## Source document
Each solution pipeline is engineered to expose gaps (truth/falsity or missing/incomplete justifications), leveraging tool-specific constructs (e.g., Isar proof scripts in Isabelle/HOL; theorem declarations plus “by sorry” stubs in Lean; LaTeX method sketches in LLM outputs).

5. Datasets, Formalization Efforts, and Toolchains

Public artifacts and tools emerging from IMO Grand Challenge initiatives include:

Belgrade IMO Isabelle/HOL Repository: A systematically organized set of formalizations, helper theories, and mechanized proofs, covering algebra, combinatorics, and number theory. The repository provides a granular corpus of solution strategies and structures, supporting both manual and automated tactic suggestion (Marić et al., 2020).
Tencent IMO Lemma Dataset: Over 1,200 verified lemma statements for 100 IMO problems, with JSON metadata including subgoal declarations and Lean proof scripts, supporting studies of modular decomposition and transfer across problems (Liang et al., 7 Jul 2025).
Synthetic Training Sets for Neuro-Symbolic Models: AlphaGeometry is pre-trained and fine-tuned on an unprecedented scale using synthetic geometry problems paired with known proof traces, bootstrapping large-scale LLM-based construction suggestion (Sinha et al., 2024).

These resources not only benchmark performance but provide a laboratory for transfer learning, routine abstraction, and proof-search algorithm development.

6. Open Challenges and Future Directions

Ongoing efforts in the programmatic solution of IMO problems highlight unresolved technical fronts:

Reasoning-Token Bottleneck: Current LLMs can barely fit a single complete IMO proof in available context; iterative extension (“self-improvement passes”) is an ad hoc workaround (Huang et al., 21 Jul 2025).

(Referring-expression pointing data)

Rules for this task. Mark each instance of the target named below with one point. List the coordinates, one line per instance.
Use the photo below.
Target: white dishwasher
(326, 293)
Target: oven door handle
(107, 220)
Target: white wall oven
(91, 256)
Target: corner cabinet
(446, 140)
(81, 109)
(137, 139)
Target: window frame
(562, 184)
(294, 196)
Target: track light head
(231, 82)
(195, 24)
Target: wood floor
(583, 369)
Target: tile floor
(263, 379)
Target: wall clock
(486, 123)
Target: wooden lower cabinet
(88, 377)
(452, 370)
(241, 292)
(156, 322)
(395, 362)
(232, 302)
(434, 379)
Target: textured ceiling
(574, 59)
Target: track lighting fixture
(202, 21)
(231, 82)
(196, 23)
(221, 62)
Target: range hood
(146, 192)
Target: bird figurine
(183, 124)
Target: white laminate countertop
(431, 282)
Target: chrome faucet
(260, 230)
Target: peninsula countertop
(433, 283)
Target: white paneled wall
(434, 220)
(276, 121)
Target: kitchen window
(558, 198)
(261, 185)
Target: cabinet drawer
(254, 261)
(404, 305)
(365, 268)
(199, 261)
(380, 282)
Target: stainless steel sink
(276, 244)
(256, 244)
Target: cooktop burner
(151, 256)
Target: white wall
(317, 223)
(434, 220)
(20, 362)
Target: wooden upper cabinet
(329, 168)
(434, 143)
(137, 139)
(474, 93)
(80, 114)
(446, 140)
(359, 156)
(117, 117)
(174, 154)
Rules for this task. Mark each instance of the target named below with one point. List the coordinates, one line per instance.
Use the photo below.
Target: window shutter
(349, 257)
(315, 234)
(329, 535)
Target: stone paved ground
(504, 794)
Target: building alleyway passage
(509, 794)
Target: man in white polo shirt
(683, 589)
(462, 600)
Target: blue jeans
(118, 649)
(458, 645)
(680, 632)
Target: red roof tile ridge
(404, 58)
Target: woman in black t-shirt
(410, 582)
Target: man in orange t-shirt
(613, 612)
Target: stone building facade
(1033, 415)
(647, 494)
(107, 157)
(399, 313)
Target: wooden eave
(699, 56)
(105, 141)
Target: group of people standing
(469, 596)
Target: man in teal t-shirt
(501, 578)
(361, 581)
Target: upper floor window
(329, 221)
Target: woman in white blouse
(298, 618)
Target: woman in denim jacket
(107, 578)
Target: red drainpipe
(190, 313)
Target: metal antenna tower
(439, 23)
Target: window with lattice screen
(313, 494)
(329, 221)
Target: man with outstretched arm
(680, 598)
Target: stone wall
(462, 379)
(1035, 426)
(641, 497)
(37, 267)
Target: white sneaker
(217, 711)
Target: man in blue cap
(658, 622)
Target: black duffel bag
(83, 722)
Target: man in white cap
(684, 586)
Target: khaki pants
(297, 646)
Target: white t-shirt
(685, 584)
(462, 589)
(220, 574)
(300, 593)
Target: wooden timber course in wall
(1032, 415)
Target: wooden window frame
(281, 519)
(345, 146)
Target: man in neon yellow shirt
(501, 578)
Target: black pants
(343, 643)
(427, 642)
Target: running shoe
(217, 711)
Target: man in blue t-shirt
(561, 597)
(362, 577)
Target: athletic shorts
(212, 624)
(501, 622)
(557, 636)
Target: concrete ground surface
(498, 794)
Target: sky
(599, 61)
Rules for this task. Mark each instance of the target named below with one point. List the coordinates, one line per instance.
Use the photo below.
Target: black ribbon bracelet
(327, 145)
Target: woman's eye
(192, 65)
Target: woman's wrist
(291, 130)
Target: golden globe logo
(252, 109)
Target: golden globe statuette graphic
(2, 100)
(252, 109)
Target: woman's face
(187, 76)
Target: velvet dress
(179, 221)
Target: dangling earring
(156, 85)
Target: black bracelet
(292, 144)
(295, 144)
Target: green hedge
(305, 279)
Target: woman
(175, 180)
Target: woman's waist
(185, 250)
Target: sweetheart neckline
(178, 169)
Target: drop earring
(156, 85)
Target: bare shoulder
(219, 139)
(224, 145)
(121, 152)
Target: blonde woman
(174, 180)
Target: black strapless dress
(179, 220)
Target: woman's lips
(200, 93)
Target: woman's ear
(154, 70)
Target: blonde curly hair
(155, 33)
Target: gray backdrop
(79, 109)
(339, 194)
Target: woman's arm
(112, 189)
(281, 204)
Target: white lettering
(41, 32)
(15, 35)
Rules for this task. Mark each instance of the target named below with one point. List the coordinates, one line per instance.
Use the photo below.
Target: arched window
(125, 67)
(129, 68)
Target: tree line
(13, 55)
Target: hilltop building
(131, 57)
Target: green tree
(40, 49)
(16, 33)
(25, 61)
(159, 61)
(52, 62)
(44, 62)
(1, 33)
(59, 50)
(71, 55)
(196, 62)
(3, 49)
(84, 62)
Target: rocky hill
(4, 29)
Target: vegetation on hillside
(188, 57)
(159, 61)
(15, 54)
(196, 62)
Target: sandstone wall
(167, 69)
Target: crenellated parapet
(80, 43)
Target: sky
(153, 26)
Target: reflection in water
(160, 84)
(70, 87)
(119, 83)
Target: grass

## Problem details
From the text on the IMO Grand Challenge, return the passage starting at "Synthetic Training Sets" and ending at "proof-search algorithm development.", word for word.

## Task solution
Synthetic Training Sets for Neuro-Symbolic Models: AlphaGeometry is pre-trained and fine-tuned on an unprecedented scale using synthetic geometry problems paired with known proof traces, bootstrapping large-scale LLM-based construction suggestion (Sinha et al., 2024).

These resources not only benchmark performance but provide a laboratory for transfer learning, routine abstraction, and proof-search algorithm development.